* **QUOTED PASSAGE**:
++++++++++++++++++++
I am not the biographer of John Brown, but I can be indulged in giving
here the opinion common among my people of one so eminently worthy of
the highest veneration. Close observation of him, during many weeks,
and under his orders at his Kennedy-Farm fireside, also, satisfies me
that in comparing the noble old man to Moses, and other men of piety
and renown, who were chosen by God to his great work, none have been
more faithful, none have given a brighter record.
CHAPTER II.
PRELIMINARIES TO INSURRECTION--WHAT MAY BE TOLD AND WHAT NOT--JOHN
BROWN’S FIRST VISIT TO CHATHAM--SOME OF THE SECRETS FROM THE
“CARPET-BAG.”
To go into particulars, and to detail reports current more than a year
before the outbreak, among the many in the United States and Canada
who had an inkling of some “practical work” to be done by “Osawattomie
Brown,” when there should be nothing to do in Kansas,--to give facts
in that connection, would only forestall future action, without
really benefitting the slave, or winning over to that sort of work
the anti-slavery men who do not favor physical resistance to slavery.
Slaveholders alone might reap benefits; and for one, I shall throw none
in their way, by any indiscreet avowals; they already enjoy more than
their share; but to a clear understanding of all the facts to be here
published, it may be well to say, that preliminary arrangements were
made in a number of places,--plans proposed, discussed and decided
upon, numbers invited to participate in the movement, and the list of
adherents increased. Nine insurrections is the number given by some
as the true list of outbreaks since slavery was planted in America;
whether correct or not, it is certain that preliminaries to each
are unquestionable. Gabriel, Vesey, Nat Turner, all had conference
meetings; all had their plans; but they differ from the Harper’s
Ferry insurrection in the fact that neither leader nor men, in the
latter, divulged ours, when in the most trying of situations. Hark
and another met Nat Turner in secret places, after the fatigues of a
toilsome day were ended; Gabriel promulged his treason in the silence
of the dense forest; but John Brown reasoned of liberty and equality in
broad daylight, in a modernized building, in conventions with closed
doors, in meetings governed by the elaborate regulations laid down by
Jefferson, and used as their guides by Congresses and Legislatures; or
he made known the weighty theme, and his comprehensive plans resulting
from it, by the cosy fireside, at familiar social gatherings of chosen
ones, or better, in the carefully arranged junto of earnest, practical
men. Vague hints, careful blinds, are Nat Turner’s entire make-up
to save detection; the telegraph, the post-office, the railway, all
were made to aid the new outbreak. By this, it will be seen that
Insurrection has its progressive side, and has been elevated by John
Brown from the skulking, fearing cabal, when in the hands of a brave
but despairing few, to the highly organized, formidable, and to very
many, indispensable institution for the security of freedom, when
guided by intelligence.
++++++++++++++++++++
(Stored items)

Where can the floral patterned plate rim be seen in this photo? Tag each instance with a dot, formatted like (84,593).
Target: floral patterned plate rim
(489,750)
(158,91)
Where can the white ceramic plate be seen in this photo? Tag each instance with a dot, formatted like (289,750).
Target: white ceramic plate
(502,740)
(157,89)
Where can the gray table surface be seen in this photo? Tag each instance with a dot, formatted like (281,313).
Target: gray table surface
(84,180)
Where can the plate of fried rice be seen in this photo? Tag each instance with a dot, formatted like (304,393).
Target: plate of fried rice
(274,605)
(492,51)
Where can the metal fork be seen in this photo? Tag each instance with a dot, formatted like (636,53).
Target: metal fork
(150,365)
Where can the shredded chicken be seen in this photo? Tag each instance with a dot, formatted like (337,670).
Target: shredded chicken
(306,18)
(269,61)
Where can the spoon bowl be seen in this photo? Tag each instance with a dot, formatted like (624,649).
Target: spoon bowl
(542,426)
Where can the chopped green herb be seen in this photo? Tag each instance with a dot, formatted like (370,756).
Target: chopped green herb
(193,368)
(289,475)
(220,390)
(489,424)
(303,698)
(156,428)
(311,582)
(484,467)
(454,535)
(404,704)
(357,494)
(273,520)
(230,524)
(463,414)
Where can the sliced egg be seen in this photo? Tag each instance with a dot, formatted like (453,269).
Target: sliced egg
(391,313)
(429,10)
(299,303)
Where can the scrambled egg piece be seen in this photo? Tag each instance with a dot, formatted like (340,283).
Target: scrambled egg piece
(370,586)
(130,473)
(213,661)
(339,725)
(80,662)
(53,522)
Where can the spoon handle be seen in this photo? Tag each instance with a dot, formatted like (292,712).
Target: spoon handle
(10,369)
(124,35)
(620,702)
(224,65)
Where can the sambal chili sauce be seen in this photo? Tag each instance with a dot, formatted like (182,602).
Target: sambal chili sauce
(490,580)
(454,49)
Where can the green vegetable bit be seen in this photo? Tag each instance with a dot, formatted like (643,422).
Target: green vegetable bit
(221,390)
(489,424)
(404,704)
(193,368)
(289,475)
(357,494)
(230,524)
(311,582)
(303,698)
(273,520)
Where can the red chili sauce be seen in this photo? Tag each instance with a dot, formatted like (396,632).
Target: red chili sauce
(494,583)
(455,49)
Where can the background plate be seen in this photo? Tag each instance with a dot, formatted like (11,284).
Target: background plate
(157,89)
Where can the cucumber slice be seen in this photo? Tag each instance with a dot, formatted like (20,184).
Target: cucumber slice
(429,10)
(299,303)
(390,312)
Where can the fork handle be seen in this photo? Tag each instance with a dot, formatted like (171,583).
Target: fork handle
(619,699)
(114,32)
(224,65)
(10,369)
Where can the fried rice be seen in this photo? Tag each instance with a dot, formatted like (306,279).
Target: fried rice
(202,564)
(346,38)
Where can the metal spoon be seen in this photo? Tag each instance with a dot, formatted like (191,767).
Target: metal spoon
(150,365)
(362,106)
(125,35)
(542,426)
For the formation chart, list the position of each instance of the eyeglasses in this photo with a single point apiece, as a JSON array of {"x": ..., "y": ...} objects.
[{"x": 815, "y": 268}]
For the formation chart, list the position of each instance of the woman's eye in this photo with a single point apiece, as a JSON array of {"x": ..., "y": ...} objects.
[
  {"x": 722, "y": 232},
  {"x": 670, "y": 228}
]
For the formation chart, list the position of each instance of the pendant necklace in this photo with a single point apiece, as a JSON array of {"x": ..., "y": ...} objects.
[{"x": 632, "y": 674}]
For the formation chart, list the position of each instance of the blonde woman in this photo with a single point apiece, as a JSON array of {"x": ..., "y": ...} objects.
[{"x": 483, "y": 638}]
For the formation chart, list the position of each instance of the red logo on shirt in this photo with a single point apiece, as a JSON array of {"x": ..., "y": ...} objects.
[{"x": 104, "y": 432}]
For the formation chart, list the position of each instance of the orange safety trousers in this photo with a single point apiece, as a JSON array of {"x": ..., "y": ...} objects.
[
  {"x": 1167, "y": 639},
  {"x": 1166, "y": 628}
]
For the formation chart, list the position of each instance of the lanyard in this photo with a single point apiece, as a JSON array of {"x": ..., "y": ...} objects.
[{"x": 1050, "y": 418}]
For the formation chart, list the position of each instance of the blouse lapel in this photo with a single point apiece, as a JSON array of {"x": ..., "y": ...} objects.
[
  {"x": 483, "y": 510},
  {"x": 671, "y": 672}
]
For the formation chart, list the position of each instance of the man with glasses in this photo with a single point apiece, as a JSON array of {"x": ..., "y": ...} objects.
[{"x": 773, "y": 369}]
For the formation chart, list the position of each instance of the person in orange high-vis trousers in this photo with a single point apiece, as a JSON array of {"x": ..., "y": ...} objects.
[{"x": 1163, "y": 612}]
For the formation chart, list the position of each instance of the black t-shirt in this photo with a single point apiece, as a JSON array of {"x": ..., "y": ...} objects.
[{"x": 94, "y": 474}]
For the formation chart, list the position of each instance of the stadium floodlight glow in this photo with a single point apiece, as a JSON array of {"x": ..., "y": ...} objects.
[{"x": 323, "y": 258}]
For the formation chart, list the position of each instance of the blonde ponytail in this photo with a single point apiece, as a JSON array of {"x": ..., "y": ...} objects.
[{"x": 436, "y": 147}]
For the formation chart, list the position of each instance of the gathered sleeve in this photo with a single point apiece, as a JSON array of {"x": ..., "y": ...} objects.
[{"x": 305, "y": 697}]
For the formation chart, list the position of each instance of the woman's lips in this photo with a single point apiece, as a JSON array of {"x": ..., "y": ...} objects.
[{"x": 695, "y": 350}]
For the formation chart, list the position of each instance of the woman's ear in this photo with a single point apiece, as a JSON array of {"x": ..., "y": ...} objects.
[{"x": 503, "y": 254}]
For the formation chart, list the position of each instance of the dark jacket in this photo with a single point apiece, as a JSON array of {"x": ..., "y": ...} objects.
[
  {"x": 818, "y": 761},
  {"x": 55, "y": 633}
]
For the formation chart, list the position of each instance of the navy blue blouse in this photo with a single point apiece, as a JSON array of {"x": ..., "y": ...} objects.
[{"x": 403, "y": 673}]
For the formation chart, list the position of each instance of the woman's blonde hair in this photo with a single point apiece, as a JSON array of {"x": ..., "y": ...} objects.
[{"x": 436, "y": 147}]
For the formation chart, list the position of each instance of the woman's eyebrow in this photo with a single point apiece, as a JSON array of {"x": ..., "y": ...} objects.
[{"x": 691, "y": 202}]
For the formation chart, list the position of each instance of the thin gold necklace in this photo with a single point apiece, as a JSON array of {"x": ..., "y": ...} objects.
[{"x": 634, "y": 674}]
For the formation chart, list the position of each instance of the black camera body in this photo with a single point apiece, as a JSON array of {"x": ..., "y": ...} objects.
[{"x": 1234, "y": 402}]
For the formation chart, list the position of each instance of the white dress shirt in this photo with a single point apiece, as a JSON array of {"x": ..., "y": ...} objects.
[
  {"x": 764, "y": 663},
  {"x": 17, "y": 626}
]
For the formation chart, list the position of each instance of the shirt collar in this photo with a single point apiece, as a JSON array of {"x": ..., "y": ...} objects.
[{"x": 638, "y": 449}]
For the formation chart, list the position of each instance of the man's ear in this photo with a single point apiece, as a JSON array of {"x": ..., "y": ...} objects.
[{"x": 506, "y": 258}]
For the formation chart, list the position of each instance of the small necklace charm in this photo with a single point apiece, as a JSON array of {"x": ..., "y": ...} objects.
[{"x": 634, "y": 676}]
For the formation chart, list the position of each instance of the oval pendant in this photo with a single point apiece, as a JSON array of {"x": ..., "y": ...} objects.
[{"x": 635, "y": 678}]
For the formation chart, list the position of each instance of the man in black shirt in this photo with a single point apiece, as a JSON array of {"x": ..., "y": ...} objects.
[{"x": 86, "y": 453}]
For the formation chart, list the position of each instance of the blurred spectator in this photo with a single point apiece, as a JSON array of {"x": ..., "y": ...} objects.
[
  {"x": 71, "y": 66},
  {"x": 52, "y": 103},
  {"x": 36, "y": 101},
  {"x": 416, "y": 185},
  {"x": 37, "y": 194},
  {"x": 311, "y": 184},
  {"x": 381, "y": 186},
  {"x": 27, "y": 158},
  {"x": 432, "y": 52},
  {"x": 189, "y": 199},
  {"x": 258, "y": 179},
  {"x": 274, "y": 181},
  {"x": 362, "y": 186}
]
++++++++++++++++++++
* **TO BE DONE**:
(A) Say whether each statement agrees with the passage on John Brown, answering yes or no and quoting the words of the passage that decide it: (i) Some give nine as the number of insurrections since slavery was planted in America. (ii) Gabriel made his plans known in broad daylight. (iii) The telegraph, the post-office and the railway were made to aid the new outbreak.
(B) Write what comes next in the passage on John Brown, starting right after its last sentence.

* **PER-TASK ANSWERS**:
(A)
(i) Yes: "Nine insurrections is the number given by some as the true list of outbreaks since slavery was planted in America"
(ii) No: "Gabriel promulged his treason in the silence of the dense forest"
(iii) Yes: "the telegraph, the post-office, the railway, all were made to aid the new outbreak"

(B)
So much as relates to prior movements may safely be said above; but who
met--when they met--where they met--how many yet await the propitious
moment--upon whom the mantle of John Brown has fallen to lead on the
future army--the certain, terribly certain, many who must follow up the
work, forgetting not to gather up the blood of the hero and his slain,
to the humble bondman there offered--these may not, must not be told!
Of the many meetings in various places, before the work commenced, I
shall speak just here of the one, the minutes of which were dragged
forth by marauding Virginians from the “archives” at Kennedy Farm; not
forgetting, however, for their comfort, that the Convention was one
of a series at Chatham, some of which were of equally great, if not
greater, importance.
The first visit of John Brown to Chatham was in April, 1858. Wherever
he went around, although an entire stranger, he made a profound
impression upon those who saw or became acquainted with him. Some
supposed him to be a staid but modernized Quaker; others, a solid
business man, from “somewhere,” and without question a philanthropist.
His long white beard, thoughtful and reverent brow and physiognomy, his
sturdy, measured tread, as he circulated about with hands, as portrayed
in the best lithograph, under the pendant coat-skirt of plain brown
Tweed, with other garments to match, revived to those honored with his
acquaintance and knowing to his history, the memory of a Puritan of the
most exalted type.
After some important business, preparatory to the Convention, was
finished, Mr. Brown went West, and returned with his men, who had been
spending the winter in Iowa. The party, including the old gentleman,
numbered twelve,--as brave, intelligent and earnest a company as could
have been associated in one party. There were John H. Kagi, Aaron D.
Stevens, Owen Brown, Richard Realf, George B. Gill, C. W. Moffitt, Wm.
H. Leeman, John E. Cook, Stewart Taylor, Richard Richardson, Charles
P. Tidd and J. S. Parsons--all white except Richard Richardson, who
was a slave in Missouri until helped to his liberty by Captain Brown.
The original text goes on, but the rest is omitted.